**Task objective**
Will you write out all the entries below exactly?

**Excerpted data**
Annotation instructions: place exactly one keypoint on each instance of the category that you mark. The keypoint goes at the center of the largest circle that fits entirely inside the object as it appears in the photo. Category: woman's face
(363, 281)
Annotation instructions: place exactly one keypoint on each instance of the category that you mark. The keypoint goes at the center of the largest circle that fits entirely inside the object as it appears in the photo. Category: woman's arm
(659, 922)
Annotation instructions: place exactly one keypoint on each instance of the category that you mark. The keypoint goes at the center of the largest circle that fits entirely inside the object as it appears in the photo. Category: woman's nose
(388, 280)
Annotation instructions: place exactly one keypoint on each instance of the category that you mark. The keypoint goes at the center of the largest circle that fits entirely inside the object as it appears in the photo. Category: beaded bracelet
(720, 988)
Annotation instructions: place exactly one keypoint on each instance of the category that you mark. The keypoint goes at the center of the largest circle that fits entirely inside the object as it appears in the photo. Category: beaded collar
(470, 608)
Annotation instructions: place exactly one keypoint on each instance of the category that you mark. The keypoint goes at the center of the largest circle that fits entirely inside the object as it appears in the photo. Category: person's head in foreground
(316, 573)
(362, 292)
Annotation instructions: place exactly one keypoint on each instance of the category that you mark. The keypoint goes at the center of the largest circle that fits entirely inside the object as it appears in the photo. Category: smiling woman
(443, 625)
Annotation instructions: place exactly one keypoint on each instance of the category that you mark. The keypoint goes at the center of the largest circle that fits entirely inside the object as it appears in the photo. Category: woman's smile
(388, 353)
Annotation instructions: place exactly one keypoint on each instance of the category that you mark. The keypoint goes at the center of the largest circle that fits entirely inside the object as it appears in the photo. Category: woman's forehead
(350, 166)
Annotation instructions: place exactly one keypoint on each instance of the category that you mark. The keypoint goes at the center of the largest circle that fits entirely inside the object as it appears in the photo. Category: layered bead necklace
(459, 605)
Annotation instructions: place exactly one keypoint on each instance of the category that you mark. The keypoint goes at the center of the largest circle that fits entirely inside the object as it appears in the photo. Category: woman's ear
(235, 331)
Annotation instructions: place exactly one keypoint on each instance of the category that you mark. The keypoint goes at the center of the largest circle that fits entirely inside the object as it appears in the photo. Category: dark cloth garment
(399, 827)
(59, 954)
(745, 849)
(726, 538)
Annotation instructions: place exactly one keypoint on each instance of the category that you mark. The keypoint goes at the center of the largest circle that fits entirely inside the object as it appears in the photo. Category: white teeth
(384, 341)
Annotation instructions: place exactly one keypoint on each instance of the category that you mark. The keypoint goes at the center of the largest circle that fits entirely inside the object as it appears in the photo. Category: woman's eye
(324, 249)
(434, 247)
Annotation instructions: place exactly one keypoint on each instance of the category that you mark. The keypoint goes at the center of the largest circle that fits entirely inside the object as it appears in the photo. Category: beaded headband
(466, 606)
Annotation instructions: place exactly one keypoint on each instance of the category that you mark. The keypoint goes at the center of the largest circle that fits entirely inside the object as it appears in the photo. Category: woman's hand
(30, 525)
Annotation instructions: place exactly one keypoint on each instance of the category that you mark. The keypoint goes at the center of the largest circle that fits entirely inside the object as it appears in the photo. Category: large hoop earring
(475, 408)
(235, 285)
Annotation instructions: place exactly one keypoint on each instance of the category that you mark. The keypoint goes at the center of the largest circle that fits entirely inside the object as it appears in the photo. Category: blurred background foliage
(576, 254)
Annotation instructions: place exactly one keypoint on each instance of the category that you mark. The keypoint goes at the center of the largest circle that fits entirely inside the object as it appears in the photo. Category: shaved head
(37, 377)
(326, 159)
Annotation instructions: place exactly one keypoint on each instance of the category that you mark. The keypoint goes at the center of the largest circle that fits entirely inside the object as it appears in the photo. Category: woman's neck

**Reply to the task**
Annotation instructions: place exactly one keypoint on each instance of the category that you mark. The keypoint goes at the center of the largest circle that fits entirely inside the object as it appears in the photo. Category: woman's face
(363, 281)
Annotation instructions: place exactly one keypoint on each instance of the category that you mark. The keypoint goes at the center of the largest circle that fits entirely inside the object as it appears in the photo. Category: woman's arm
(659, 922)
Annotation instructions: place exactly one keypoint on each instance of the category that you mark. The keypoint goes at the center of the largest circle that fits entirely inside the object as it appears in the photo. Category: woman's nose
(388, 280)
Annotation instructions: place exactly one keypoint on each instance of the category that you mark. The keypoint goes at the center of the largest circle that fits entirely inside the object as it appears in the photo. Category: beaded bracelet
(720, 988)
Annotation instructions: place exactly one keypoint on each instance of the category that you mark. The keypoint goes at the center of the largest circle that fits entirely inside the object as it appears in the photo. Category: beaded collar
(470, 608)
Annotation instructions: place exactly one keypoint on each instance of the category that you mark. The keypoint goes at the center of the largest circle that fits entirely inside the object as it appears in the photo. Category: person's head in foreground
(316, 573)
(362, 292)
Annotation instructions: place exactly one keypoint on each instance of the category that you mark. The keypoint goes at the center of the largest circle that fits entirely inside the object as it appears in the photo. Category: smiling woman
(443, 625)
Annotation instructions: place exactly one keypoint on each instance of the category that you mark. The keypoint goes at the center of the largest circle that fits entirely inside the object as it appears in the photo. Category: woman's smile
(388, 353)
Annotation instructions: place exactly one keypoint on each instance of the category that you mark. The keypoint goes at the center of the largest circle that fits entirely inside the object as it appears in the photo. Category: woman's forehead
(350, 166)
Annotation instructions: place exactly one keypoint on each instance of the category that you mark. The keypoint goes at the center of the largest circle that fits entirely inside the object as it appears in the photo. Category: layered bead necklace
(459, 605)
Annotation instructions: place exactly one keypoint on each instance of the category that you mark. The keypoint goes at the center of the largest circle that fits entirely inside the object as it appears in the photo. Category: woman's ear
(235, 331)
Annotation instructions: place exactly one keypoint on each instance of the category that you mark. The keypoint goes at the center of the largest circle that fits entirely inside the object as it appears in the photo. Category: dark cloth garment
(399, 827)
(59, 954)
(745, 849)
(726, 538)
Annotation instructions: place exactly one keypoint on each instance of the category that you mark. The keypoint goes at the center of the largest circle that fits entirely inside the object as it appears in the photo. Category: white teeth
(384, 341)
Annotation instructions: place exactly one keypoint on each instance of the category that you mark. The keypoint goes at the center of the largest circle that fits entirely inside the object as it appears in the photo. Category: woman's eye
(324, 249)
(434, 247)
Annotation instructions: place exactly one keypoint on each instance of the category that you mark. The keypoint goes at the center of the largest circle that fits entirely inside the object as it appears in the photo. Category: beaded headband
(466, 606)
Annotation instructions: place exactly one keypoint on each instance of the category that you mark. The keypoint goes at the center of the largest circle that fits entirely inside the object as it appears in the photo. Category: woman's hand
(30, 525)
Annotation instructions: place exactly one keypoint on each instance of the category that you mark. The keypoint goes at the center of the largest circle that fits entirely inside the object as it appears in the photo. Category: large hoop earring
(475, 408)
(235, 285)
Annotation instructions: place exactly one keypoint on each instance of the category that you mark. The keypoint goes at the center of the largest circle that fits entirely inside the object as it appears in the photo. Category: blurred background foliage
(576, 254)
Annotation instructions: place exactly one keypoint on each instance of the category that you mark. The keypoint goes at the center of the largest circle that fits entirely inside the object as it appears in the photo. Category: shaved head
(37, 377)
(326, 159)
Annotation instructions: place exactly one keypoint on each instance of the category that you mark. The keypoint goes at the center of the largest circle that fits entirely inside the object as it appears in the photo. Category: woman's neck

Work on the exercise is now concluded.